### TEXTE DE L'EXERCICE
Et si le corona n’avait pas eu lieu ?

Lazy B, mai 2019. Photo M.A.

Et si nous étions dans une situation normale ? Si nous étions en mai 2020 comme nous étions en mai 2019 ? Si cette pandémie n’avait pas eu lieu ? Si la planète ne s’était pas cloîtrée, refermée sur elle-même. Si elle n’avait pas coupé les ponts entre deux rives, mais les avaient érigés. Si le confinement n’avait pas eu lieu, où serions-nous aujourd’hui ?

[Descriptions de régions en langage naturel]
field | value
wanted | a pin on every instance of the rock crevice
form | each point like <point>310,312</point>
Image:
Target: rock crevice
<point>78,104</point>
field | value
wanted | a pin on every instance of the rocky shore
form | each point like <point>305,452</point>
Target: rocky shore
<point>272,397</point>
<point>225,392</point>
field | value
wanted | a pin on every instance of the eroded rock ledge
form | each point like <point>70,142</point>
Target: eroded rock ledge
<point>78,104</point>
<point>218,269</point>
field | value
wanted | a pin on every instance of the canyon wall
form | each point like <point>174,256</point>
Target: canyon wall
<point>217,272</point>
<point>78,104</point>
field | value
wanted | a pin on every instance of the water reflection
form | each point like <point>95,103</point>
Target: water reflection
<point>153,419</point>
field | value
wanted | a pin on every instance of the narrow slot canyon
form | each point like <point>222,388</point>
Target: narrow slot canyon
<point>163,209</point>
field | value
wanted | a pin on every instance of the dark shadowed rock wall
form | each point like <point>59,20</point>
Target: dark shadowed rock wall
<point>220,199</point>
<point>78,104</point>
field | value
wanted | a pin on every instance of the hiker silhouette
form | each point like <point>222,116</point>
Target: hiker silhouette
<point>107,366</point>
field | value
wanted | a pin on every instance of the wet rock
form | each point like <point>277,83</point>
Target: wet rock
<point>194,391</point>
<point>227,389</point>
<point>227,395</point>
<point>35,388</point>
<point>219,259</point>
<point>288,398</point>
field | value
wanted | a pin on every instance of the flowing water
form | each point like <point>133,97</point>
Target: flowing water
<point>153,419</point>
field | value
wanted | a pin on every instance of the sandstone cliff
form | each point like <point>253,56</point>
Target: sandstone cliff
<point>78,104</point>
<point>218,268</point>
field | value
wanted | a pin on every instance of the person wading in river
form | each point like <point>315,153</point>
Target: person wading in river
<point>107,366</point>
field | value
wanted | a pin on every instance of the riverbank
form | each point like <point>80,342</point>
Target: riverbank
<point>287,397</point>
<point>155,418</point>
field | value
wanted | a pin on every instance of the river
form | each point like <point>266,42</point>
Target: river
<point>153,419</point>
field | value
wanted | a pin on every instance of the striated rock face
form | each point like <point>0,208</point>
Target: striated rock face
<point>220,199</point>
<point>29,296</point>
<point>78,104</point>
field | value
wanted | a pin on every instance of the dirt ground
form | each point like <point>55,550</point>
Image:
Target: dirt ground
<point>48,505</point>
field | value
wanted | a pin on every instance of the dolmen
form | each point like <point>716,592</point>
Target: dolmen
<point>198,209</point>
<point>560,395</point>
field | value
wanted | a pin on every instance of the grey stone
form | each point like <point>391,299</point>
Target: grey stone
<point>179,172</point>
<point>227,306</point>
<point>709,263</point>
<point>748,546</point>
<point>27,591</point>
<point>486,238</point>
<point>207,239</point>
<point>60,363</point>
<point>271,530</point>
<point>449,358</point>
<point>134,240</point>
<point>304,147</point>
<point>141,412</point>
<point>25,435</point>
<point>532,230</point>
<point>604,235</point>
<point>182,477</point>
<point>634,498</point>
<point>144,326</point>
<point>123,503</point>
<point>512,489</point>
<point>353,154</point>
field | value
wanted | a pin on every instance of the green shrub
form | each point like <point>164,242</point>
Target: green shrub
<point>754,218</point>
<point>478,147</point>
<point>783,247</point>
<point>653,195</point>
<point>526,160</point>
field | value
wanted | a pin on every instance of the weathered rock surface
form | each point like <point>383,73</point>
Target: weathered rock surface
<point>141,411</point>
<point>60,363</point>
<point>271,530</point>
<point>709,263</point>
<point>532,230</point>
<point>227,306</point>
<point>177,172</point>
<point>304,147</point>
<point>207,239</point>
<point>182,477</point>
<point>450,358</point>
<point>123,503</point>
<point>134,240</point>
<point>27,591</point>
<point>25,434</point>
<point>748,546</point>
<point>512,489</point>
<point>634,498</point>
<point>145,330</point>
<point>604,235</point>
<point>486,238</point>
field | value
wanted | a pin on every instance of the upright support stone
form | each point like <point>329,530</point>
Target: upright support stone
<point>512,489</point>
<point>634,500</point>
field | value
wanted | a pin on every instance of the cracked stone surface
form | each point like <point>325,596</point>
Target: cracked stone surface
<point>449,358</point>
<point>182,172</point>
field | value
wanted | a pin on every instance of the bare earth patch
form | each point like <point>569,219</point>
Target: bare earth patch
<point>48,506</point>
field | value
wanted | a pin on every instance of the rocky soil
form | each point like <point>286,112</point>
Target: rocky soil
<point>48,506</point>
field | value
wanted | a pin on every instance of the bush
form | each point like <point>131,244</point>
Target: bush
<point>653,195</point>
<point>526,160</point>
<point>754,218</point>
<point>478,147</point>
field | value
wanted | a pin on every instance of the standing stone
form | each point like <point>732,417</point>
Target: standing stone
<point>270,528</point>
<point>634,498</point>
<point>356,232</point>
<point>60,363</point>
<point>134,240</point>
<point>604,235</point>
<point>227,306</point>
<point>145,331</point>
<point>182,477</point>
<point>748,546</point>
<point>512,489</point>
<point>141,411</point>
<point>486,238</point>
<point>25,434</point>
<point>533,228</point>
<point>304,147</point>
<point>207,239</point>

### TÂCHE À RÉALISER
Recopiez fidèlement le passage du texte sur la pandémie allant de « Et si nous étions » jusqu'à « serions-nous aujourd’hui ? » inclus.

### RÉPONSE ATTENDUE
Et si nous étions dans une situation normale ? Si nous étions en mai 2020 comme nous étions en mai 2019 ? Si cette pandémie n’avait pas eu lieu ? Si la planète ne s’était pas cloîtrée, refermée sur elle-même. Si elle n’avait pas coupé les ponts entre deux rives, mais les avaient érigés. Si le confinement n’avait pas eu lieu, où serions-nous aujourd’hui ?